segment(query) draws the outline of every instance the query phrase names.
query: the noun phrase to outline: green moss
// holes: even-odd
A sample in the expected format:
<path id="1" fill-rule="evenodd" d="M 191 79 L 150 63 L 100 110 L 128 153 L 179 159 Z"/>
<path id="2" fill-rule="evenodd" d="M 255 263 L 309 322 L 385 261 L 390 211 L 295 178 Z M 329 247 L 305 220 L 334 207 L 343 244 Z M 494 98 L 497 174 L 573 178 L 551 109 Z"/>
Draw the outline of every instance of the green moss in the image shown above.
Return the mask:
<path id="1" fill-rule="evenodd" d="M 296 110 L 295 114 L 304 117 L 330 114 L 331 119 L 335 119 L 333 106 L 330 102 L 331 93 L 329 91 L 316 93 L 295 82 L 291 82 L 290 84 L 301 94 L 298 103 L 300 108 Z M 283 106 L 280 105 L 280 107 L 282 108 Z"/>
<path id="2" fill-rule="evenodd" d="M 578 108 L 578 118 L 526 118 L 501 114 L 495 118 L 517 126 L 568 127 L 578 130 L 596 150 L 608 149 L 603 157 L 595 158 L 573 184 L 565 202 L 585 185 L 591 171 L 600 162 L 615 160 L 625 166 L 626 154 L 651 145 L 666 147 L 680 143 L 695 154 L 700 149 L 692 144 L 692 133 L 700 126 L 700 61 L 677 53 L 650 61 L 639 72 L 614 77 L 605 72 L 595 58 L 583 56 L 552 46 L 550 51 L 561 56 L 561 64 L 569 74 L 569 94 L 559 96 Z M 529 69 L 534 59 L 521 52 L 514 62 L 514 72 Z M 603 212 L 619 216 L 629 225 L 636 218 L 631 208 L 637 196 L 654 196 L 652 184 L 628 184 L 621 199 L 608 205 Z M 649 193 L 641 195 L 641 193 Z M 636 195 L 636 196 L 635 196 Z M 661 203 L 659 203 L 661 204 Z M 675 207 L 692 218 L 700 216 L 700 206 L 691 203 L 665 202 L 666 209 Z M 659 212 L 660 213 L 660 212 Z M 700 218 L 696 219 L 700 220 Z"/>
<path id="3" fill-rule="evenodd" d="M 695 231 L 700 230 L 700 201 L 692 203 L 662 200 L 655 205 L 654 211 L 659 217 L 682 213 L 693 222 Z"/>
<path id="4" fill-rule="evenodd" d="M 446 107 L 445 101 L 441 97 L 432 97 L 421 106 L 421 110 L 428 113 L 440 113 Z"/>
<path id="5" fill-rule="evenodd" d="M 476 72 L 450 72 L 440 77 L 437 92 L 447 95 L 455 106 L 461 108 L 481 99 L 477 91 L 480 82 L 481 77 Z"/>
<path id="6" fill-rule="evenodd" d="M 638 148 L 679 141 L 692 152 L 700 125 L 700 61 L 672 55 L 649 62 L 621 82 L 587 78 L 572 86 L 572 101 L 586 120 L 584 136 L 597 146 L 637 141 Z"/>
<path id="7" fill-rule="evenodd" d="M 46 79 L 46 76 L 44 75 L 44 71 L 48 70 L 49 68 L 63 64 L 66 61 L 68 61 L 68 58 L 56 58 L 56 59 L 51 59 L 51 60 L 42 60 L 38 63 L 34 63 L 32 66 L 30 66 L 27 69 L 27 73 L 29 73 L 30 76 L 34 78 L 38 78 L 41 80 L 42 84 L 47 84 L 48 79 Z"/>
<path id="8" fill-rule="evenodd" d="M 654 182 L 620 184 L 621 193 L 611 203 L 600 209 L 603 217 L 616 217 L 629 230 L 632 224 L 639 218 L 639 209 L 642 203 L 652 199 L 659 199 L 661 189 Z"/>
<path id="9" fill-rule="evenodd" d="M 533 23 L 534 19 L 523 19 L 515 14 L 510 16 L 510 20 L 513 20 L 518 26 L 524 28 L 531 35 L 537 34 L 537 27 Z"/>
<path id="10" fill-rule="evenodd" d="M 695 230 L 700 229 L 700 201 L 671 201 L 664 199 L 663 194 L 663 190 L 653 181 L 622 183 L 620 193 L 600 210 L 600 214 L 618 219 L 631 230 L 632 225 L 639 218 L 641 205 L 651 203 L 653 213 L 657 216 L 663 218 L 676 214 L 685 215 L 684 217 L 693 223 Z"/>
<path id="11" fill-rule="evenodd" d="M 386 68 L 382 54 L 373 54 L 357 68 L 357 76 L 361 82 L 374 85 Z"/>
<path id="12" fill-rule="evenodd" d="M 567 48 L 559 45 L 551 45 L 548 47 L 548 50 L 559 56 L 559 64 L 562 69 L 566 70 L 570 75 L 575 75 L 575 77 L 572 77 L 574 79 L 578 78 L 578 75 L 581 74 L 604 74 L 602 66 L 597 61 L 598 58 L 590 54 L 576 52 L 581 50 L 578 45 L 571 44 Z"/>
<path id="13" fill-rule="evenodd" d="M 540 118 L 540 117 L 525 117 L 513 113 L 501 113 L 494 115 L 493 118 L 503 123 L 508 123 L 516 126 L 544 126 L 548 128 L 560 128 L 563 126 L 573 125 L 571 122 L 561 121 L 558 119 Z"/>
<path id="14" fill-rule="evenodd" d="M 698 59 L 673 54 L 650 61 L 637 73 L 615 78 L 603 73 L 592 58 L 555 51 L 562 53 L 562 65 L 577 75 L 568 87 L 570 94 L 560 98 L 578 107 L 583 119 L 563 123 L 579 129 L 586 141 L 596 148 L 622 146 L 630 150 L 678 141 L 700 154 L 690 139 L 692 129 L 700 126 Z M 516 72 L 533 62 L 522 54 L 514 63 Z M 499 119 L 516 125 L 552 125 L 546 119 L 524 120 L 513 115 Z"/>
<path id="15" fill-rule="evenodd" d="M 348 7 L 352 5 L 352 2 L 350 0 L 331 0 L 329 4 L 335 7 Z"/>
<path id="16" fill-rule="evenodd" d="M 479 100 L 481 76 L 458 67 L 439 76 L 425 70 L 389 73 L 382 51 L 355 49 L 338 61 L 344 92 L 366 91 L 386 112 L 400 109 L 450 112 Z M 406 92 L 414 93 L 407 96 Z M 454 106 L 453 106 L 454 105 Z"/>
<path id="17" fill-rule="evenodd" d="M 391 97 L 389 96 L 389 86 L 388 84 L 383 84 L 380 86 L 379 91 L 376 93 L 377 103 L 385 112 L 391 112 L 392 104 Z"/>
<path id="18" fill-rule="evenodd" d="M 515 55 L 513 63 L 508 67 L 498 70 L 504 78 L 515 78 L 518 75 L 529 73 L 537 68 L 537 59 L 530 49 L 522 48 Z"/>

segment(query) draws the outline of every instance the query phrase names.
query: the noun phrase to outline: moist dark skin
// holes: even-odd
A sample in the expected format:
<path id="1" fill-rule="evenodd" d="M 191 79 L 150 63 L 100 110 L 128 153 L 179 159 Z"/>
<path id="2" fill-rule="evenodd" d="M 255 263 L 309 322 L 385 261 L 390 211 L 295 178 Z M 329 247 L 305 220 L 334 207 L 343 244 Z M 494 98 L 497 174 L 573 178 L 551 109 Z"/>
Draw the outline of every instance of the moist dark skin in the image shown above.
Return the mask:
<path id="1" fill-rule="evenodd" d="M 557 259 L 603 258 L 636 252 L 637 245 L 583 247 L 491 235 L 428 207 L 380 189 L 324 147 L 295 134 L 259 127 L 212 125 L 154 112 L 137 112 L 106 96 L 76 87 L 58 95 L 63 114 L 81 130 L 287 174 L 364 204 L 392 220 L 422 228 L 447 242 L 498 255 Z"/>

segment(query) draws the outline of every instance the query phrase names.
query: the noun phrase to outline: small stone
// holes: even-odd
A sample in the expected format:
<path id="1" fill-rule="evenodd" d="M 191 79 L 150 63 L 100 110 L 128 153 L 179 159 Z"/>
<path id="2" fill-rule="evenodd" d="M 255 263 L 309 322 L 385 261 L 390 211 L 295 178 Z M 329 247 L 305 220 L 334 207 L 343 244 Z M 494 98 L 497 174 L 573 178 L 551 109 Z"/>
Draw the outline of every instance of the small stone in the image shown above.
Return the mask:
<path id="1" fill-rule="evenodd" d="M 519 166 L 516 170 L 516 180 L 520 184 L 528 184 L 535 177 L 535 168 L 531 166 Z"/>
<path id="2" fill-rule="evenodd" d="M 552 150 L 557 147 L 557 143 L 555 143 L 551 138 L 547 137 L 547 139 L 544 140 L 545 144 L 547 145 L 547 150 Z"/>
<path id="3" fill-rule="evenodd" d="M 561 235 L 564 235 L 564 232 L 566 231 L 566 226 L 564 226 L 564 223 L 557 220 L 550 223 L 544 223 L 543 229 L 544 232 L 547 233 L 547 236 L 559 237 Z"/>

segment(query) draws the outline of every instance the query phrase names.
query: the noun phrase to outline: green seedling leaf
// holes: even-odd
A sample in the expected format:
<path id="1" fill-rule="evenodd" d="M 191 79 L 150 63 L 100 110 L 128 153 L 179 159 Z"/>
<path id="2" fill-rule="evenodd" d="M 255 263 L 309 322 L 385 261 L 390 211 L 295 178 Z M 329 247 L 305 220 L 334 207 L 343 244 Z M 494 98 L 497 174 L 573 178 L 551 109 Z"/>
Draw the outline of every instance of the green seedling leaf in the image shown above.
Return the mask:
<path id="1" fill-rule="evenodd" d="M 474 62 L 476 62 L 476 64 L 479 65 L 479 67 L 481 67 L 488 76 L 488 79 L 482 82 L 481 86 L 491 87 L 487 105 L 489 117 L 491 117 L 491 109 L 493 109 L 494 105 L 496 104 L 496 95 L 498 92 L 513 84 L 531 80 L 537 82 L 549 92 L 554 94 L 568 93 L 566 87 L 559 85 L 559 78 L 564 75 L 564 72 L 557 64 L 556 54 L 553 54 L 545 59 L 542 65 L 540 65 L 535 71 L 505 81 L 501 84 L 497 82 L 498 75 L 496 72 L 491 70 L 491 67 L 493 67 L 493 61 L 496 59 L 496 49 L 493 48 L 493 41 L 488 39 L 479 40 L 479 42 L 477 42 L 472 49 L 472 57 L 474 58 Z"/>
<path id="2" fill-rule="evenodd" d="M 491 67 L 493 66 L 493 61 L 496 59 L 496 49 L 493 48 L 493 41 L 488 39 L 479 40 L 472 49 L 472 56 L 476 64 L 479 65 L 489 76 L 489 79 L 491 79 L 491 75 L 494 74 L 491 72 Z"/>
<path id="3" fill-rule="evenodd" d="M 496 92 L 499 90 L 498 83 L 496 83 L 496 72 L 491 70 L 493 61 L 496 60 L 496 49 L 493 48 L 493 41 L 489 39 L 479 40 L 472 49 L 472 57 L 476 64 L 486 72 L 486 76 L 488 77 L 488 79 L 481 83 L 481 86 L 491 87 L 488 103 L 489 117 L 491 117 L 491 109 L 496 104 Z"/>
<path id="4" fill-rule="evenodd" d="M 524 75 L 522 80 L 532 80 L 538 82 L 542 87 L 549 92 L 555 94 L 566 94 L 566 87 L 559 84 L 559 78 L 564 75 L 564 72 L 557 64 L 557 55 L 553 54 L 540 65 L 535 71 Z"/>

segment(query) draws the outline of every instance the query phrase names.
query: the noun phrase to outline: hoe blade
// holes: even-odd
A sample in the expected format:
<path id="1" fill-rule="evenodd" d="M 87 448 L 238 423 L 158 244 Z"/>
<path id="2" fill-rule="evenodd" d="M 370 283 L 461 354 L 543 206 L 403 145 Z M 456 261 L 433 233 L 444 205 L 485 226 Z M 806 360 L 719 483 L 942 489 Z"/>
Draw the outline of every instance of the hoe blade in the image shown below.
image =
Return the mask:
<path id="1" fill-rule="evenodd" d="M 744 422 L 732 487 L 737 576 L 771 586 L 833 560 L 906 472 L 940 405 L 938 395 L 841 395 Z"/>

#####

* Work to complete: From the data, list each line in which the string "skin" appears.

* Solution for this problem:
query: the noun phrase to outline: moist dark skin
Draw the outline of every instance of the moist dark skin in the image shown above.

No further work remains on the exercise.